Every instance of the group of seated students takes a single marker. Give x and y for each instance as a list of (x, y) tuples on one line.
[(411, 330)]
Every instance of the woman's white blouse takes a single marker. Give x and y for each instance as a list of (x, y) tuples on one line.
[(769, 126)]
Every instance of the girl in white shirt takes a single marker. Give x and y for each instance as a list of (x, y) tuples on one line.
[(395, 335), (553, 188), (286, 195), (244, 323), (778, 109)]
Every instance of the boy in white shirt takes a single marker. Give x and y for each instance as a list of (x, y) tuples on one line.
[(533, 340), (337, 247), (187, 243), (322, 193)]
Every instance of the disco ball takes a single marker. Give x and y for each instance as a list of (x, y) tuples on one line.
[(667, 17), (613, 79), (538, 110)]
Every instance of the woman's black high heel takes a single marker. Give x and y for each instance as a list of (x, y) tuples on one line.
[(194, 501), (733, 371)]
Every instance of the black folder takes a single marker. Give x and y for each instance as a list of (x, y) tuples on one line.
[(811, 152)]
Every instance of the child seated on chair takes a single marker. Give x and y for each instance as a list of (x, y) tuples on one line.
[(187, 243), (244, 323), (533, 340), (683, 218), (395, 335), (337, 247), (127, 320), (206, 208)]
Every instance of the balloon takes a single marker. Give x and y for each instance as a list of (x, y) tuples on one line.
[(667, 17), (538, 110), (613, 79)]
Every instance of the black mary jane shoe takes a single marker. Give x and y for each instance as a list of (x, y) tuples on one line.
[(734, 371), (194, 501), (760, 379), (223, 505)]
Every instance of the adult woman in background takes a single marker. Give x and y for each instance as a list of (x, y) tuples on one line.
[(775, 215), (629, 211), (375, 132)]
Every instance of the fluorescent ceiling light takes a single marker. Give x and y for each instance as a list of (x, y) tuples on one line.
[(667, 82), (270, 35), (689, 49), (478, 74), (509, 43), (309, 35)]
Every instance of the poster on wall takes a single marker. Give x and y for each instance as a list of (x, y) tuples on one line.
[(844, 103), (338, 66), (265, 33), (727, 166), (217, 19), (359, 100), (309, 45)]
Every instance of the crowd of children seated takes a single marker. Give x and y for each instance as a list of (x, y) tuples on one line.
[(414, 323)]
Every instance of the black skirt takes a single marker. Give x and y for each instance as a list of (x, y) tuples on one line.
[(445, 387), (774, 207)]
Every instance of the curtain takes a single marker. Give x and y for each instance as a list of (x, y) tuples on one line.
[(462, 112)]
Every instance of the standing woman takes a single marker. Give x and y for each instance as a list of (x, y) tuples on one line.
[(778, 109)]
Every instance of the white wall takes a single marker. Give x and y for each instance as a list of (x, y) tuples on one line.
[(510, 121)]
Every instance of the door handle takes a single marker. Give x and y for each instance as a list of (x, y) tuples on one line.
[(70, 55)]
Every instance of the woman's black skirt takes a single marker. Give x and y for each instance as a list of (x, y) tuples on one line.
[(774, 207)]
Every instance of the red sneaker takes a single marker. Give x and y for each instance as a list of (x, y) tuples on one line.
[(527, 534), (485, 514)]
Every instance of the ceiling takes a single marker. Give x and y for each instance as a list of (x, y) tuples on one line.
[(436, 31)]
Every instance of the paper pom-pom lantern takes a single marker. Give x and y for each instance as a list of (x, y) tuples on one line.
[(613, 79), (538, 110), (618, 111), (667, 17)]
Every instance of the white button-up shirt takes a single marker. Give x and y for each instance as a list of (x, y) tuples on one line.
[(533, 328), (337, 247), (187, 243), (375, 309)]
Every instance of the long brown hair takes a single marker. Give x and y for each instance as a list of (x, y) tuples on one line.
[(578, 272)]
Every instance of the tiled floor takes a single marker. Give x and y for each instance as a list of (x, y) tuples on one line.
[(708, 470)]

════

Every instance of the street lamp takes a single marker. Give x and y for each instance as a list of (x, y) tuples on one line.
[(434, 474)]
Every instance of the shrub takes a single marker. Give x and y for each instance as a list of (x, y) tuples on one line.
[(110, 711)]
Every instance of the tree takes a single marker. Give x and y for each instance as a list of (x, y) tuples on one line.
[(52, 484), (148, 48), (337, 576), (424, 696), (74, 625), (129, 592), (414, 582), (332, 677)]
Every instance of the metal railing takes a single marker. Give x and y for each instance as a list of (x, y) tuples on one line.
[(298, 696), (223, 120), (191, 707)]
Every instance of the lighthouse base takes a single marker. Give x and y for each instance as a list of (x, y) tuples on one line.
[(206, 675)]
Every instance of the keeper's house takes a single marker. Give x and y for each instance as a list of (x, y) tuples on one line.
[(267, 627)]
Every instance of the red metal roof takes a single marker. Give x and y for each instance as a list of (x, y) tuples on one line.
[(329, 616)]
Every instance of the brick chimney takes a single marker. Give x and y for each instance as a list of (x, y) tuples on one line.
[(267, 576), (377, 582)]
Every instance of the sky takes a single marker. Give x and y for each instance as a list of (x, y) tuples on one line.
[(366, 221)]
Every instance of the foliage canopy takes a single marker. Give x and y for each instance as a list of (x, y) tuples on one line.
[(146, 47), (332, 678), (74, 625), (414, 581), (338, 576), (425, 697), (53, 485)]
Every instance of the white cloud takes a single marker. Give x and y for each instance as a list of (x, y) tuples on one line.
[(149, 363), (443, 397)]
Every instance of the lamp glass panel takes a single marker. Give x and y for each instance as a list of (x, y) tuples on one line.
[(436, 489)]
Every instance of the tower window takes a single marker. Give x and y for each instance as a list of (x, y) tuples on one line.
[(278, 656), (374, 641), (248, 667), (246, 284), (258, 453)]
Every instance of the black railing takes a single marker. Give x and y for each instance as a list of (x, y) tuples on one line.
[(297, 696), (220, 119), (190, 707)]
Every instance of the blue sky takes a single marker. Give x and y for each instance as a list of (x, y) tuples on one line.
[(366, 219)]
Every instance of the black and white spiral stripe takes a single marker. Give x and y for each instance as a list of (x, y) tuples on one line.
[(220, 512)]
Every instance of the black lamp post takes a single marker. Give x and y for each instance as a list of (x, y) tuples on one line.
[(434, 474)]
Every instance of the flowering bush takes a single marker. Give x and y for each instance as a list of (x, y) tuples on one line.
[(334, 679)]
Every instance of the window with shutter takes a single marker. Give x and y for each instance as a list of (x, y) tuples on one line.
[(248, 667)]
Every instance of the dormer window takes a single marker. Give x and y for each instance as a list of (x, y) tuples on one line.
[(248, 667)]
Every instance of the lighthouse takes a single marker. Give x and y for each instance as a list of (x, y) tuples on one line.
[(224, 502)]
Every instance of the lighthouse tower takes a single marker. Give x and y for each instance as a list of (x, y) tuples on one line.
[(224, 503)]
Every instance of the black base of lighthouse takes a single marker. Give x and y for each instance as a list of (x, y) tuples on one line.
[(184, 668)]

════

• Brief:
Switch "ceiling light" to "overhead lamp" in the listing, starting at the line that has "Every instance of the fluorescent" and stopping after the line that has "43), (309, 35)]". Give only those lines back, with nothing else changed.

• Response for this exercise:
Every instance of the fluorescent overhead lamp takes a single marker. Give x and y for each instance as a list of (x, y) tuples on one line.
[(667, 82), (270, 35), (689, 49), (478, 74), (509, 43), (309, 35)]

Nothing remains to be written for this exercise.